- DIRECTIVE -
Reproduce the passage from the article on Columbia University's sexual misconduct policy, starting with "University of Washington" and going on through "and speedy expulsion.".

- SELECTED TEXT -
______
University of Washington researchers last year reported that, contrary to stereotypes, college men were more likely than women to report being pressured into having sex. Columbia University women should take note because, under its new sexual misconduct policy, pressuring a reluctant partner can earn an aggressor of either sex a jury-rigged trial and speedy expulsion.

A week ago, “as a direct result of massive student pressure,” Columbia instituted new rules designed to expedite disciplinary proceedings. Now a student accused of sexual misconduct does not have the right to face his (or, theoretically, her) accuser, directly hear incriminating testimony, directly challenge witnesses, or have a lawyer present. Charges may be brought up to five years after the alleged incident, if both parties still are enrolled. And Columbia’s overly broad definition of sexual misconduct includes contact in which “advantage (was) gained by the victim’s mental or physical incapacity or impairment of which the perpetrator was aware or should have been aware.”

In other words, a perp need not have plied his victim with alcohol or used force or threat to have his way. Simply being a cad, a drunk or a blundering freshman is adequate basis for disciplinary action.
______
- Stored dataset items -
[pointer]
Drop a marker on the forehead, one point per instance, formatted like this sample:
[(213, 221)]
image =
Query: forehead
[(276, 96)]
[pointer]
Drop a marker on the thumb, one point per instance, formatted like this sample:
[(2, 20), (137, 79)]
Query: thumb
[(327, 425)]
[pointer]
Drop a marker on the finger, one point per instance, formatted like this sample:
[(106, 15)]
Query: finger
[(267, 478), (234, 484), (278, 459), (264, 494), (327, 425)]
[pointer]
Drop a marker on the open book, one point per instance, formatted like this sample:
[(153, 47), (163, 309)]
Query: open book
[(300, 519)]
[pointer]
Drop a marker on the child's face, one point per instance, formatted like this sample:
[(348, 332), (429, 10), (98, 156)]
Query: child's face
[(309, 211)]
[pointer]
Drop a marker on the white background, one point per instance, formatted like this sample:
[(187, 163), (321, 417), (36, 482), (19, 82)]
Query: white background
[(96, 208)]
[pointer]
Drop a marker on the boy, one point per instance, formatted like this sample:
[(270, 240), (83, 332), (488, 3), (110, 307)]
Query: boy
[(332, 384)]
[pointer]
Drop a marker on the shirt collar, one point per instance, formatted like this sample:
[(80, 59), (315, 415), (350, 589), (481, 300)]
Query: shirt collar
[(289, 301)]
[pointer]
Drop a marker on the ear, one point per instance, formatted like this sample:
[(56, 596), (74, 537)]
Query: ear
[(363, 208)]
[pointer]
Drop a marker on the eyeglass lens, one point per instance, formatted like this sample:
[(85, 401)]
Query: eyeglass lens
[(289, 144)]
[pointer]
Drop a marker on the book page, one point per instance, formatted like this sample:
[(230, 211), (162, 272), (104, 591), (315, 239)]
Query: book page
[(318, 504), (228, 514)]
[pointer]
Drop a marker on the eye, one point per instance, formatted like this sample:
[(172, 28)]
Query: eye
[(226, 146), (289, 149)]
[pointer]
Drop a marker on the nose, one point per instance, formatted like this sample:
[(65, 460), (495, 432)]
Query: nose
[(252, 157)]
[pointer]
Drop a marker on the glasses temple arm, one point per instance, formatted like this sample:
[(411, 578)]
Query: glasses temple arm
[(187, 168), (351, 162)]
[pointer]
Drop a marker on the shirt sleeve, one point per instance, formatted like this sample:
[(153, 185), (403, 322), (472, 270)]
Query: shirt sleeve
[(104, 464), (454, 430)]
______
- SOLUTION FOR THIS PROBLEM -
University of Washington researchers last year reported that, contrary to stereotypes, college men were more likely than women to report being pressured into having sex. Columbia University women should take note because, under its new sexual misconduct policy, pressuring a reluctant partner can earn an aggressor of either sex a jury-rigged trial and speedy expulsion.